▸ Problem requirements
Return the passage of the article on Meta's EU ad tracking that lies between "One of the six" and "push water uphill.", inclusive, copied word for word.

Meta continues to resist giving EU users a free choice over tracking, but changes are on the way.

After significant privacy enforcement finally hit Meta's tracking ads business in Europe earlier this year, the tech giant has confirmed that it will be changing the legal basis it claims for microtargeting users in the region.
Meta continues to resist giving EU users a free choice over tracking, but changes are on the way.

After significant privacy enforcement finally hit Meta's tracking ads business in Europe earlier this year, the tech giant has confirmed that it will be changing the legal basis it claims for microtargeting users in the region.

It's not going to ask people for their up-front consent to its data-fuelled behavioral advertising. But it will have to offer users in the European Union an opt-out if they choose to exercise their right to object -- which is a first.

Back in January, Meta was fined about $410M after it was determined to have violated the EU's General Data Protection Regulation (GDPR) for lacking a valid lawful basis for behavioral advertising and violating the transparency and fairness principles of the regulation—and had three months to get its house in order.

In an update to its earlier blog post about the enforcement, Meta writes that — from April 5 — it will claim a "legitimate interests" (LI) basis for processing EU people's information to target them with advertising.

One of the six permissible legal grounds for processing personal data under the GDPR is legitimate interests. And at least half of those options are not relevant given the nature of Meta's commercial enterprise, which is not in the life-saving, public interest-based or legally required service businesses.

The tech giant had been insisting on another of the six to run tracking and profiling-based behavioural advertising- contractual necessity, but the EU regulators found that to be unlawful.

Meta denies the finding -- and is appealing the enforcement -- but a regulator-imposed three-month deadline to fix its GDPR compliance is looming early next month so it needs to do something to reset its claim of compliance in the meanwhile, i.e. while its army of lawyers try to figure out how to push water uphill.

In a blog update about the switch, Meta wrote:

In December, the Irish Data Protection Commission ruled that Facebook and Instagram must change their legal basis under GDPR to serve behavioral advertising in Europe. To be compliant, starting Wednesday 5 April we are changing the legal basis used to process certain first party data in Europe from 'Contractual Necessity' to 'Legitimate Interests'. GDPR explicitly states that there is no precedence in the order of legal bases, and no one should be more or less valid than any other.

▸ Records supplied

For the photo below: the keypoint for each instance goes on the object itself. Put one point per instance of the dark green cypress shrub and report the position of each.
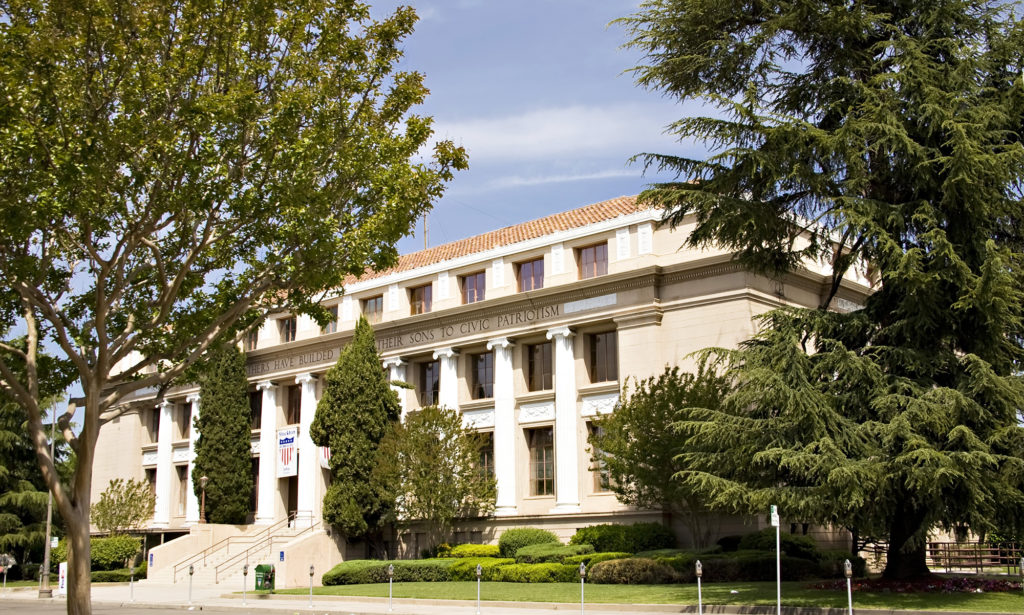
(223, 451)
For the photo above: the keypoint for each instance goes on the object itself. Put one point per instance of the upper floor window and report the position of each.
(373, 309)
(593, 261)
(421, 299)
(472, 287)
(293, 413)
(539, 371)
(252, 340)
(603, 357)
(429, 383)
(483, 375)
(255, 408)
(530, 275)
(332, 326)
(287, 327)
(486, 463)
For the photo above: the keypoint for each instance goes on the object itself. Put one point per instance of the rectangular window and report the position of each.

▸ Solution for this exercise
One of the six permissible legal grounds for processing personal data under the GDPR is legitimate interests. And at least half of those options are not relevant given the nature of Meta's commercial enterprise, which is not in the life-saving, public interest-based or legally required service businesses.

The tech giant had been insisting on another of the six to run tracking and profiling-based behavioural advertising- contractual necessity, but the EU regulators found that to be unlawful.

Meta denies the finding -- and is appealing the enforcement -- but a regulator-imposed three-month deadline to fix its GDPR compliance is looming early next month so it needs to do something to reset its claim of compliance in the meanwhile, i.e. while its army of lawyers try to figure out how to push water uphill.